- [TASK TO CARRY OUT] Please copy out the rows below, substituting "write down" for every "record" and leaving everything else unchanged.

Rows from a dataset:

....

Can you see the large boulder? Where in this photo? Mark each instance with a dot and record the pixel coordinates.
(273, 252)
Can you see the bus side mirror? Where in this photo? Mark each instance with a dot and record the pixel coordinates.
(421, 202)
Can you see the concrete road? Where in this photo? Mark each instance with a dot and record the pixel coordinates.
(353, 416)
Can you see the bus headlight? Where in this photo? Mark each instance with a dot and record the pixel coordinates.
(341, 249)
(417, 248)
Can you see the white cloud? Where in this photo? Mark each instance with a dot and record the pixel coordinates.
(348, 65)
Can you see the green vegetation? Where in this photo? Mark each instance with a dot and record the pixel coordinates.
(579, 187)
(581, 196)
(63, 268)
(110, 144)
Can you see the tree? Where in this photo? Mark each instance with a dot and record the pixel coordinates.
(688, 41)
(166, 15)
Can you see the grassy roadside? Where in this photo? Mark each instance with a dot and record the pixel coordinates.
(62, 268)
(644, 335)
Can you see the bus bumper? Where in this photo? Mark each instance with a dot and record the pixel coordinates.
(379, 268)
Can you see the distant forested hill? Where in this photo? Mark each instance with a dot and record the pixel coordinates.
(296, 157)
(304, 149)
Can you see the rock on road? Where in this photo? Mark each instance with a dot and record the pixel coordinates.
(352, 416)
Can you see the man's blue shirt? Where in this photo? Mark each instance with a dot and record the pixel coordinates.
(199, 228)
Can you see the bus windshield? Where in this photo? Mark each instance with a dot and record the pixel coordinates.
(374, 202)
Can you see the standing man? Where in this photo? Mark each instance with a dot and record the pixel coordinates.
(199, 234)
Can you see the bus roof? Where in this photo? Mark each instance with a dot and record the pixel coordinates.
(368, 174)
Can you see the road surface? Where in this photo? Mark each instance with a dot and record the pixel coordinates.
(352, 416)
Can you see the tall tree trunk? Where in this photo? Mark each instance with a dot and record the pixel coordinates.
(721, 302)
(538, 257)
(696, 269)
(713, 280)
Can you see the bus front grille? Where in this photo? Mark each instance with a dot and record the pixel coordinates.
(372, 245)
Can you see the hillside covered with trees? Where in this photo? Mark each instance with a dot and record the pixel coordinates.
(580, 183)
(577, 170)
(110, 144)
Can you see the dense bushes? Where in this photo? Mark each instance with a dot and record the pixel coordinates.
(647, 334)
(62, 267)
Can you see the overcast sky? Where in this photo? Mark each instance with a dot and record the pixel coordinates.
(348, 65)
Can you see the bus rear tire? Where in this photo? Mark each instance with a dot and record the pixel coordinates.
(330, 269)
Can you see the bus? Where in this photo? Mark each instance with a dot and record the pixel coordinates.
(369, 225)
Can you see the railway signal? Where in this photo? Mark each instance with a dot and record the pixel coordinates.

....

- [SOLUTION BELOW]
Can you see the large boulder? Where in this photo? Mark each instance with a dot and write down the pixel coordinates.
(273, 252)
Can you see the bus side mirror? Where in this photo? Mark each instance with a dot and write down the pixel coordinates.
(421, 202)
Can you see the concrete road? Where in this photo? Mark each instance with a dot and write down the pixel coordinates.
(353, 416)
Can you see the bus headlight? Where in this photo? Mark each instance with a dot and write down the pixel coordinates.
(341, 249)
(417, 248)
Can you see the white cloud? Where in this photo? Mark each instance with a dot and write down the pixel coordinates.
(348, 65)
Can you see the green vegetation? Where in this photo? Mark each instance with a dot and write down the pixel coordinates.
(579, 187)
(581, 196)
(63, 268)
(110, 144)
Can you see the tree? Where in this photo? Mark each instance with a dot and write down the pixel coordinates.
(688, 41)
(166, 15)
Can you see the grassy roadside? Where in this photo? Mark each instance with a dot and write down the pixel coordinates.
(62, 268)
(644, 335)
Can you see the bus bumper? Where in this photo? Mark each instance with a dot and write down the pixel coordinates.
(379, 268)
Can you see the distant forested hill? Where in this photo? Mark each instance with a dot and write down the pixel coordinates.
(296, 157)
(304, 149)
Can you see the rock on road? Where in this photo? Mark each instance with a dot and write down the pixel coordinates.
(352, 416)
Can you see the man's blue shirt? Where in this photo? Mark each instance with a dot and write down the pixel coordinates.
(199, 228)
Can you see the bus windshield? Where in this photo? Mark each instance with a dot and write down the pixel coordinates.
(374, 202)
Can you see the standing man? Where in this photo? Mark each instance with a dot and write down the pixel coordinates.
(199, 234)
Can you see the bus roof? Where in this photo? Mark each instance with a dot and write down the pixel coordinates.
(368, 174)
Can you see the road surface? Where in this photo? Mark each instance with a dot and write down the pixel coordinates.
(352, 416)
Can you see the tall tree trunk? Where in this photo? Mark each instance with a dot and write down the pixel coordinates.
(721, 302)
(538, 257)
(696, 269)
(713, 280)
Can you see the bus front grille? Where in this photo? Mark each instance with a dot and write down the pixel coordinates.
(372, 245)
Can you see the hillside covered with trees? Where in this photo? Mark each instance with a dot and write down the pixel coordinates.
(580, 183)
(577, 170)
(110, 144)
Can you see the dense bushes? Where in this photo? Mark each instance with a dot and write down the pixel coordinates.
(647, 334)
(62, 267)
Can you see the overcast sky? Where in this photo? Mark each instance with a dot and write down the pixel coordinates.
(348, 65)
Can you see the bus rear tire? Where in this photo? Mark each instance with a dot and write down the pixel coordinates.
(330, 269)
Can you see the bus? Where in this photo? Mark each instance with a dot and write down the pixel coordinates.
(369, 225)
Can you see the railway signal? Where in this photo? Mark each instance with a dot and write down the pixel coordinates.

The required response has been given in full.